Instructions to follow: Exact repetition of the data is the whole task.

────────────────

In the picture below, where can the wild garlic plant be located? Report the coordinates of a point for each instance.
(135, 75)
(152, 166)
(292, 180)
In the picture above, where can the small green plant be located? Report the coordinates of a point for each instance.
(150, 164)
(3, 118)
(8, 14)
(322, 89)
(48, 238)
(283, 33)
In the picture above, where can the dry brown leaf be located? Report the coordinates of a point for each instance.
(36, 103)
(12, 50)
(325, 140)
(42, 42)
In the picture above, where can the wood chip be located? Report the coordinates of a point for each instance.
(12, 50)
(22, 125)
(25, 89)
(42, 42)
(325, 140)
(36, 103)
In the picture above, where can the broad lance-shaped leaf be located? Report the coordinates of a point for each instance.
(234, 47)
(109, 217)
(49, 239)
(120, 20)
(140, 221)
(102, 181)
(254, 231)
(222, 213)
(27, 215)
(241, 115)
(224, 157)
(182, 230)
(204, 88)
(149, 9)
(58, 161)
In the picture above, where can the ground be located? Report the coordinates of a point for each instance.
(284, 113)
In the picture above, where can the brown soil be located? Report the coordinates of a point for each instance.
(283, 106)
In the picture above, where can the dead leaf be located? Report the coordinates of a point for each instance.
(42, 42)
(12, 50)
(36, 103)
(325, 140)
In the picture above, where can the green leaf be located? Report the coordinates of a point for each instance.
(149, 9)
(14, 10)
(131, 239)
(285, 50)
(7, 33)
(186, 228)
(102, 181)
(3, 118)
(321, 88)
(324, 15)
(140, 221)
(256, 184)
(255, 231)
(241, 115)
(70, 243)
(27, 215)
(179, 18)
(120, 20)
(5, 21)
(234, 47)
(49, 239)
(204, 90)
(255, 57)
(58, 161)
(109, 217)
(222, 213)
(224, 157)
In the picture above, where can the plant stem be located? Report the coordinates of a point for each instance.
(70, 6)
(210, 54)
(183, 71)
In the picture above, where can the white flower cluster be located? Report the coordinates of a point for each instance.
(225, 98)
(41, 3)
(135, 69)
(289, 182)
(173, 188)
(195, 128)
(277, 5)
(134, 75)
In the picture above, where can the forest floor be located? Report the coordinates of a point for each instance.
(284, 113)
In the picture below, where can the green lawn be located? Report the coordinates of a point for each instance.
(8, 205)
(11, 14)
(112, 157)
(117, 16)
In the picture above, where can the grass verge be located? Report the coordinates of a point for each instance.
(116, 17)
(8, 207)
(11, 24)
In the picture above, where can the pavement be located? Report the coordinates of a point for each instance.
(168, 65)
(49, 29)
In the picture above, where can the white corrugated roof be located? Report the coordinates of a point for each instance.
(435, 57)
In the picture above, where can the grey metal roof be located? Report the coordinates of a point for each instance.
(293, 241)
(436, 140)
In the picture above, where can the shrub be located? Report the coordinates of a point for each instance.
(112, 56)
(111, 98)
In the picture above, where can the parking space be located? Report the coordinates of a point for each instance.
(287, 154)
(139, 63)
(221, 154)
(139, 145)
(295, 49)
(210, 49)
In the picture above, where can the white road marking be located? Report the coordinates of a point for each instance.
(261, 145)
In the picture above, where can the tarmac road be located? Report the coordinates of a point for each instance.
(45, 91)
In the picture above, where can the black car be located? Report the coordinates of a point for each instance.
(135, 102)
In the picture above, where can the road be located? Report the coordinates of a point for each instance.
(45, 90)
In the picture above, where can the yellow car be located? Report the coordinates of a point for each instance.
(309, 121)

────────────────

Task result:
In the picture below, where can the wild garlic plant be located? Report the coordinates of a point for each instance.
(135, 75)
(152, 166)
(292, 180)
In the picture above, where can the small green plant be located? Report the coordinates of a point for each instance.
(150, 164)
(3, 118)
(8, 14)
(322, 89)
(48, 238)
(283, 33)
In the picture above, where can the dry brown leaf be located? Report the coordinates of a point for each instance.
(36, 103)
(12, 50)
(325, 140)
(42, 42)
In the picture above, where can the wood chip be located? Report the coordinates of a point for each instance.
(12, 50)
(22, 125)
(25, 89)
(42, 42)
(325, 140)
(36, 103)
In the picture above, where can the broad lance-shaped leaf be located? Report the coordinates of a point for each instance.
(234, 47)
(109, 217)
(49, 239)
(120, 20)
(140, 221)
(102, 181)
(254, 231)
(222, 213)
(27, 215)
(241, 115)
(224, 157)
(182, 230)
(204, 88)
(149, 9)
(58, 161)
In the picture above, where can the ground be located? Report the coordinates of a point for each instance.
(284, 113)
In the picture above, where can the brown soil be located? Report the coordinates of a point for each instance.
(283, 106)
In the picture above, where can the dead leaf be located? Report the coordinates of a point for each instance.
(42, 42)
(12, 50)
(36, 103)
(325, 140)
In the picture above, where can the green leaf be located? Report the coordinates of a point for each instance.
(149, 9)
(14, 10)
(131, 239)
(285, 50)
(7, 33)
(186, 228)
(102, 181)
(3, 118)
(321, 88)
(324, 15)
(140, 221)
(256, 184)
(255, 231)
(241, 115)
(70, 243)
(27, 215)
(179, 18)
(120, 20)
(5, 21)
(234, 47)
(49, 239)
(204, 90)
(255, 57)
(58, 161)
(109, 217)
(222, 213)
(224, 157)
In the picture above, where can the plant stem be located? Report the coordinates of a point for each instance.
(70, 6)
(210, 54)
(183, 71)
In the picture above, where can the white flower cluster be located? Report the coordinates of a point for each instance.
(225, 98)
(41, 3)
(135, 69)
(289, 182)
(173, 188)
(195, 128)
(277, 5)
(134, 75)
In the picture above, where can the forest floor be located? Report the coordinates of a point for each instance.
(284, 113)
In the picture below, where can the green lawn be located? Report the coordinates of a point for each instance.
(8, 205)
(11, 14)
(112, 157)
(117, 16)
In the picture above, where can the grass verge be located? Report the coordinates of a point for each instance.
(116, 17)
(8, 207)
(11, 24)
In the picture above, where can the pavement be located? Report the coordinates of a point for each instance.
(168, 65)
(49, 29)
In the picture above, where can the white corrugated roof be located? Report the coordinates of a point for each instance.
(435, 57)
In the picture above, where can the grey metal roof be located? Report the coordinates of a point for each instance.
(293, 241)
(436, 140)
In the picture above, where can the shrub be located? Report the coordinates of a point for each instance.
(112, 56)
(111, 98)
In the picture above, where can the parking space be located? Report the coordinates of a point for each instance.
(287, 154)
(139, 63)
(221, 154)
(139, 145)
(295, 49)
(210, 49)
In the picture above, where can the white road marking be located? Report the coordinates of a point for each instance.
(261, 145)
In the picture above, where can the tarmac road be located? Report the coordinates of a point for each instance.
(45, 91)
In the picture above, where can the black car be located? Report the coordinates of a point for each instance.
(135, 102)
In the picture above, where can the road be located? Report the coordinates of a point for each instance.
(45, 90)
In the picture above, where can the yellow car be located? Report the coordinates of a point for each instance.
(309, 121)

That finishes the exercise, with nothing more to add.